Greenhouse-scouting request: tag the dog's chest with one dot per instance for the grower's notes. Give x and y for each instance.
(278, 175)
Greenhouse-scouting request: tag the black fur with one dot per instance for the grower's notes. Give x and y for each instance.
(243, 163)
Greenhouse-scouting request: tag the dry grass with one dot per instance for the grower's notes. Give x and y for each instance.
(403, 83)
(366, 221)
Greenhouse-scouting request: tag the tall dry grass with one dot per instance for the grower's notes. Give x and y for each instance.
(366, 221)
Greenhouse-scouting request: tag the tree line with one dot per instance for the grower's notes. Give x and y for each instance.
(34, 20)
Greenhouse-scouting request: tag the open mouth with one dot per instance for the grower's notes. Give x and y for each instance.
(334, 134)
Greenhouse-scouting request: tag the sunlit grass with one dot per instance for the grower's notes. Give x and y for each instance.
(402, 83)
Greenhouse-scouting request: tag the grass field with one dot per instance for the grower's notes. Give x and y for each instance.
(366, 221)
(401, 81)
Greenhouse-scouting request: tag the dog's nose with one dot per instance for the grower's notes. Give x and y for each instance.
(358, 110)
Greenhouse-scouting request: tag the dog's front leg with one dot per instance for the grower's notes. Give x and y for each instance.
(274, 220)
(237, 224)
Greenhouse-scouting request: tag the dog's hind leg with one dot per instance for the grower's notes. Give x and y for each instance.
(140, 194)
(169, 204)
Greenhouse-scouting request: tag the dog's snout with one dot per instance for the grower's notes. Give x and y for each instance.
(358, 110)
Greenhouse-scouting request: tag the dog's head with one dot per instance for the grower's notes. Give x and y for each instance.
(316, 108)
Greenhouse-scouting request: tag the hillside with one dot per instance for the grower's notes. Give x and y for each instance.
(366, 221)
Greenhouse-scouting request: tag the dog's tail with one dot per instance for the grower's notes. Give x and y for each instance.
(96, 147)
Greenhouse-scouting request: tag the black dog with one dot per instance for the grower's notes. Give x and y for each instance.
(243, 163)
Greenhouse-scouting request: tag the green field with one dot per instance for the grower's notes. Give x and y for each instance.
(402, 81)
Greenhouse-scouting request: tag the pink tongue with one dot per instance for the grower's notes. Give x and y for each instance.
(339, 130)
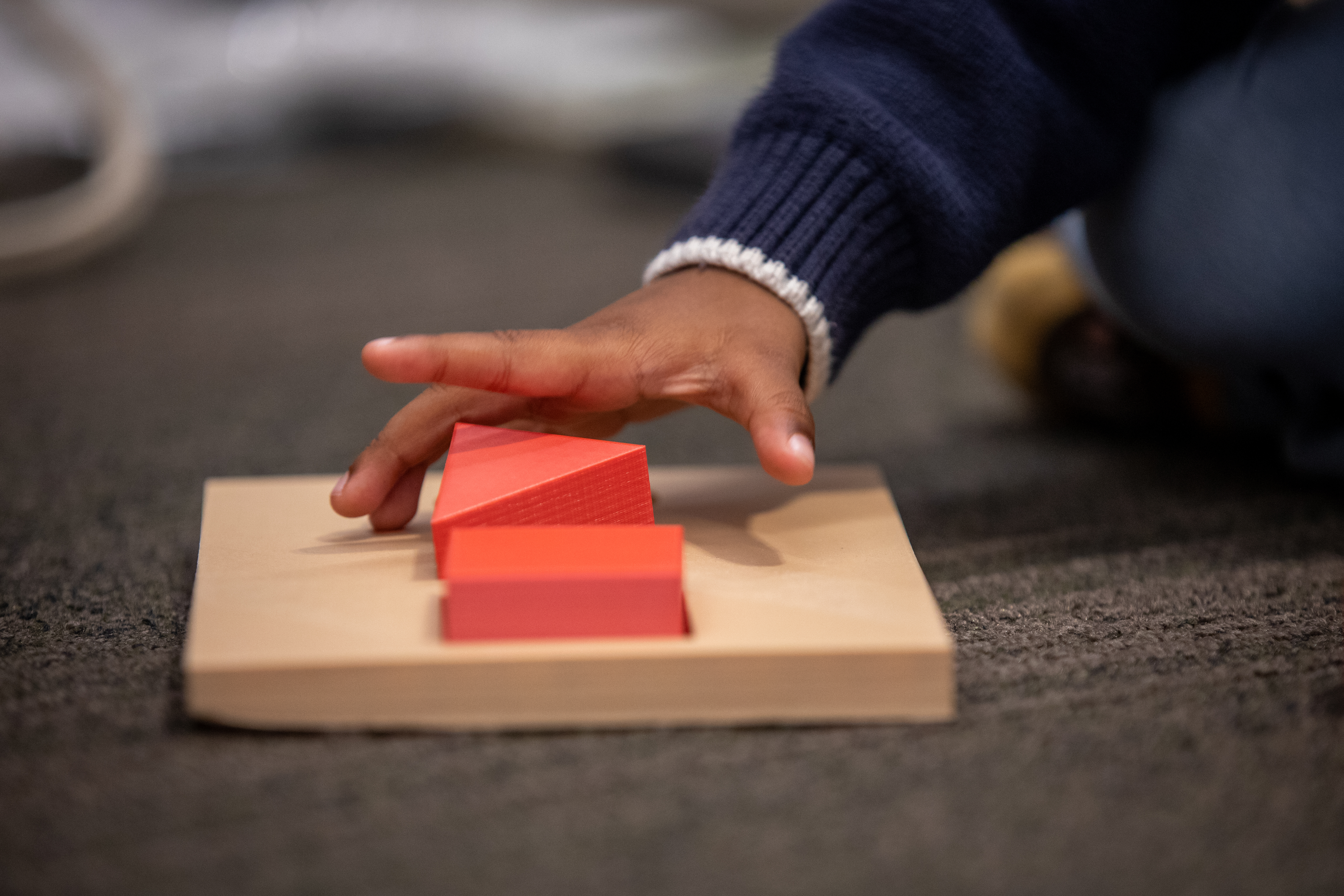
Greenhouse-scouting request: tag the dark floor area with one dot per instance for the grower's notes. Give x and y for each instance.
(1150, 636)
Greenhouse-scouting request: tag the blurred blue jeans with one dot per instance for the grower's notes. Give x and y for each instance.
(1225, 246)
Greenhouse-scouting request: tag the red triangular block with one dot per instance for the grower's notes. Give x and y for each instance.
(507, 477)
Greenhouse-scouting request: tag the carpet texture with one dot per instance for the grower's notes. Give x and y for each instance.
(1148, 636)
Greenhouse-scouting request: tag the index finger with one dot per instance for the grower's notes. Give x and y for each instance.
(529, 363)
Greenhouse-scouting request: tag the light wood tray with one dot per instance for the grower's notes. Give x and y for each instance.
(807, 606)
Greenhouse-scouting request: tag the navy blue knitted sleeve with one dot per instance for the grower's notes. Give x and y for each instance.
(902, 143)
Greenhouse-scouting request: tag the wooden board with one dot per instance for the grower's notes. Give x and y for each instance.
(807, 606)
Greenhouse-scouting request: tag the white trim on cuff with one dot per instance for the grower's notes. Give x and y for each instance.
(771, 275)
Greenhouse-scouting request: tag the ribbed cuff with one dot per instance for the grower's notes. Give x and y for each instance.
(772, 276)
(814, 222)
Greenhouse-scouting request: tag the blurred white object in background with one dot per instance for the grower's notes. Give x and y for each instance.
(79, 220)
(564, 74)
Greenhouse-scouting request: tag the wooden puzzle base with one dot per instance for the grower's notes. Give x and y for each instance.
(806, 606)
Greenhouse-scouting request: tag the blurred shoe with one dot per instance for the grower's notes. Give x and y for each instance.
(1033, 318)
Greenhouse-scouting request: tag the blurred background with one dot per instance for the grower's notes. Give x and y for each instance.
(320, 173)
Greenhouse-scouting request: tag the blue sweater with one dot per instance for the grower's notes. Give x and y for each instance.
(904, 143)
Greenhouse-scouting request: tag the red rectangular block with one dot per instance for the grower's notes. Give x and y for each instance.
(564, 582)
(509, 477)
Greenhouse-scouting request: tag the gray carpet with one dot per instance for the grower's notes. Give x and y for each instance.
(1148, 635)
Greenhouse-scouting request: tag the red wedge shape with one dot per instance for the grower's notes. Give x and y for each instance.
(564, 582)
(506, 477)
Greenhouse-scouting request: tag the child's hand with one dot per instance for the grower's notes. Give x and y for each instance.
(698, 336)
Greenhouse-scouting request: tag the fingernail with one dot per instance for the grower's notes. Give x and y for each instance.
(802, 448)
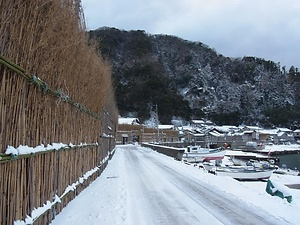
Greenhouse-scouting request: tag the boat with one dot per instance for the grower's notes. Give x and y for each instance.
(196, 154)
(244, 172)
(241, 158)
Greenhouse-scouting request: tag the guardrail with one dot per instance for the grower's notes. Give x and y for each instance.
(176, 153)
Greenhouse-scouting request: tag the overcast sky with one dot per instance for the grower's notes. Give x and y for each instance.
(268, 29)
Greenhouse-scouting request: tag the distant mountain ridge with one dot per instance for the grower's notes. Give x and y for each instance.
(188, 80)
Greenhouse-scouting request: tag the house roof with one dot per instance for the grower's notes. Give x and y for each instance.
(131, 121)
(166, 127)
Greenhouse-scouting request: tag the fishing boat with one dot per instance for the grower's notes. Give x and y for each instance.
(195, 154)
(244, 172)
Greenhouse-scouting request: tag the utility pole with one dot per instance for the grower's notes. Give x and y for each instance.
(157, 122)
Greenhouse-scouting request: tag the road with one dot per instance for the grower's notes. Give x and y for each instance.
(142, 187)
(167, 196)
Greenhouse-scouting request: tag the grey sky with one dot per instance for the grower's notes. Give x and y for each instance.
(268, 29)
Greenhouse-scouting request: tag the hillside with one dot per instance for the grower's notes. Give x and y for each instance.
(189, 80)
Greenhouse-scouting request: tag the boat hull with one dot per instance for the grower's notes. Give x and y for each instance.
(245, 174)
(202, 157)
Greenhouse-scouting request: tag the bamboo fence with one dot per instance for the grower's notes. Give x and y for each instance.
(54, 88)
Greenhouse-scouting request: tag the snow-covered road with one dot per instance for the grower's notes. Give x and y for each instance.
(140, 186)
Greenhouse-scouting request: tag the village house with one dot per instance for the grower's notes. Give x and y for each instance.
(130, 130)
(297, 134)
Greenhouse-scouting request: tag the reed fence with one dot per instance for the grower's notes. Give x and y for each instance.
(54, 88)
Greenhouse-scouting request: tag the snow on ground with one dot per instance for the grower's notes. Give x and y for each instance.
(111, 199)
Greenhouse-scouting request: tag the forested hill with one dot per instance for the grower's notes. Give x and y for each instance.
(190, 80)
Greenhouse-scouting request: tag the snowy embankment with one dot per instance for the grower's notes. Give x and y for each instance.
(115, 199)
··········
**The problem**
Your answer must be an exact copy of the records, with no pictures in it.

**Answer to the problem**
Greenhouse-scouting request: tag the dog's chest with one dot per instance for the grower's notes. Give x and y for each instance.
(278, 175)
Greenhouse-scouting request: tag the black fur with one dot per instance for the grower's notes. Give x and y for each instance.
(243, 163)
Greenhouse-scouting request: tag the dry grass with one dot per instance for the grower's notes. Give x and y for each instance.
(403, 83)
(366, 221)
Greenhouse-scouting request: tag the tall dry grass with one dot per instance for the grower's notes. Give x and y for each instance.
(366, 221)
Greenhouse-scouting request: tag the tree line with one dot per instance for the grower's notes. Give x and y for each instance.
(34, 20)
Greenhouse-scouting request: tag the open mouth with one dot per instance for the grower's notes. Give x and y for each instance.
(334, 134)
Greenhouse-scouting request: tag the sunlit grass with one dot per instance for the grower's notes. Give x and y for each instance.
(402, 83)
Greenhouse-scouting request: tag the grass field with one dot per instance for the grower's notes. Give x and y for each instance.
(366, 221)
(401, 81)
Greenhouse-scouting request: tag the dog's nose with one dot per instance for the grower's notes. Give x and y for each instance.
(358, 110)
Greenhouse-scouting request: tag the dog's front leg with one dot per instance for the grower's notes. Give x and y for each instance.
(274, 220)
(237, 224)
Greenhouse-scouting request: tag the dog's hind leg with one dot per instance for the grower's notes. Give x and y for each instance.
(140, 194)
(169, 204)
Greenhouse-scouting request: tag the dog's snout with one dot per instance for the grower's notes. Give x and y for each instance.
(358, 110)
Greenhouse-scouting request: tag the dog's head with one dot per instance for the grower's notes. Give x and y for each instance.
(316, 108)
Greenhouse-scouting request: tag the hillside with one dot per instance for the grower's notes. Give x and y for each instance.
(366, 221)
Greenhouse-scouting request: tag the dog's tail with one dot per instance for the grower's notes. Give x and y for each instance.
(96, 147)
Greenhouse-scouting request: tag the black dog with one dot per instance for the grower's notes. Give x and y for each instance.
(243, 163)
Greenhouse-scouting request: tag the green field with one dot per instance for the grower's notes. Give x and y for each instance.
(402, 81)
Greenhouse-scouting request: tag the pink tongue with one dot per instance for the grower's notes. Give x and y for each instance.
(339, 130)
Greenhouse-scouting request: tag the dark floor area with one dot per instance for the grower's notes. Give x and y for each instance.
(1150, 636)
Greenhouse-scouting request: tag the blurred blue jeans with one dot per instance for the grower's notes. Give x and y for each instance.
(1225, 246)
Greenhouse-scouting request: tag the red triangular block with one dot per instance for the grower's notes. Give x and y for each instance.
(507, 477)
Greenhouse-scouting request: tag the carpet texture with one dot per instance for the grower's notes. Give x and y for each instance.
(1148, 636)
Greenhouse-scouting request: tag the index finger with one dot per instance for the grower's notes. Give x and y for each instance.
(529, 363)
Greenhouse-scouting request: tag the light wood tray with one dot per instance for the grower's notes. Give x and y for each instance.
(807, 606)
Greenhouse-scouting request: tag the navy blue knitted sleeve with one dot per instance for the grower's notes. Give x and y for each instance.
(902, 143)
Greenhouse-scouting request: tag the wooden board with one dot per instance for the grower's notes. Give x and y for each instance.
(807, 606)
Greenhouse-scouting request: tag the white trim on cuff with one dot per instance for the grower's notes. Give x and y for each instance.
(771, 275)
Greenhouse-scouting request: tag the ribbed cuff with one dot per instance for the grower's notes. Give x and y for each instance.
(772, 276)
(814, 222)
Greenhouse-scouting request: tag the blurred white object in background with one dot per instance for the grower's notes. Give x and y for each instance.
(79, 220)
(564, 74)
Greenhouse-scouting request: tag the wooden puzzle base with one dot per instance for the grower's notes. Give x and y for each instance.
(806, 606)
Greenhouse-scouting request: tag the blurred shoe with one dot per instance for the grower's notes. Give x and y for each instance.
(1033, 318)
Greenhouse-scouting request: tag the blurred background with one dot per instance for the grower's notes. Give x and y for each instance.
(320, 173)
Greenhouse-scouting request: tag the blue sweater with one dot per instance for the grower's notes. Give x and y for each instance.
(904, 143)
Greenhouse-scouting request: tag the red rectangular block with one dot per instance for the grower's notes. Give x and y for each instance.
(564, 582)
(509, 477)
Greenhouse-scouting request: tag the gray carpet with one dot per instance for the grower's notes. Give x and y for each instance.
(1148, 635)
Greenhouse-scouting request: tag the red wedge shape with one dot per instance for the grower's notes. Give x and y for each instance.
(564, 582)
(506, 477)
Greenhouse-scouting request: tag the child's hand with one dot per instance for the grower's notes. Give x and y for each instance.
(698, 336)
Greenhouse-scouting request: tag the fingernail with one dot per instance for the grower's notes. Give x and y for each instance.
(802, 448)
Greenhouse-scouting request: tag the boat with one dot per instance for the grower's notes. Give x and y for each instance.
(196, 154)
(244, 172)
(241, 158)
Greenhouse-scouting request: tag the guardrail with one dot per instance for the grower's notes. Give x and y for each instance.
(176, 153)
Greenhouse-scouting request: tag the overcast sky with one dot per instance for the grower's notes. Give x and y for each instance.
(268, 29)
Greenhouse-scouting request: tag the distant mountain ridge with one dot per instance for the grower's notes. Give x and y for each instance.
(188, 80)
Greenhouse-scouting request: tag the house roof with one dot per instance for the grower's notes. Give x and y for each instance.
(131, 121)
(166, 127)
Greenhouse-scouting request: tag the fishing boat with one dot per instance for the grower's notes. Give x and y for each instance.
(195, 154)
(244, 172)
Greenhouse-scouting request: tag the utility pole with one dot per instance for the grower's notes. Give x and y for each instance.
(157, 122)
Greenhouse-scouting request: tag the road with one dot per instance for the grower's notes. Give x and y for each instance.
(142, 187)
(167, 196)
Greenhouse-scouting request: tag the grey sky with one dot per instance for the grower's notes. Give x and y for each instance.
(268, 29)
Greenhouse-scouting request: tag the hillside with one dot per instance for the grower's notes. Give x and y for each instance.
(189, 80)
Greenhouse-scouting request: tag the boat hull with one dot per instance for the grower's notes. Give x and y for each instance.
(245, 174)
(202, 157)
Greenhouse-scouting request: tag the bamboo fence with one dot per instance for the grower's notes. Give x and y for each instance.
(54, 88)
Greenhouse-scouting request: tag the snow-covered road with one dot per instance for the grower's notes. Give x and y for each instance.
(140, 186)
Greenhouse-scouting request: tag the village house with one dot per instance for the grower's notes. Give x and y for each instance.
(130, 130)
(297, 134)
Greenhouse-scouting request: tag the reed fence with one dot per instance for the grower's notes. Give x and y for each instance.
(54, 88)
Greenhouse-scouting request: tag the snow on ground with one dot per instance for the grower's notes. Give x and y for each instance.
(111, 199)
Greenhouse-scouting request: tag the forested hill with one dot per instance for the grower's notes. Give x and y for each instance.
(190, 80)
Greenhouse-scouting request: tag the snowy embankment with one dot per instance for the grower's notes. Give x and y for each instance.
(115, 199)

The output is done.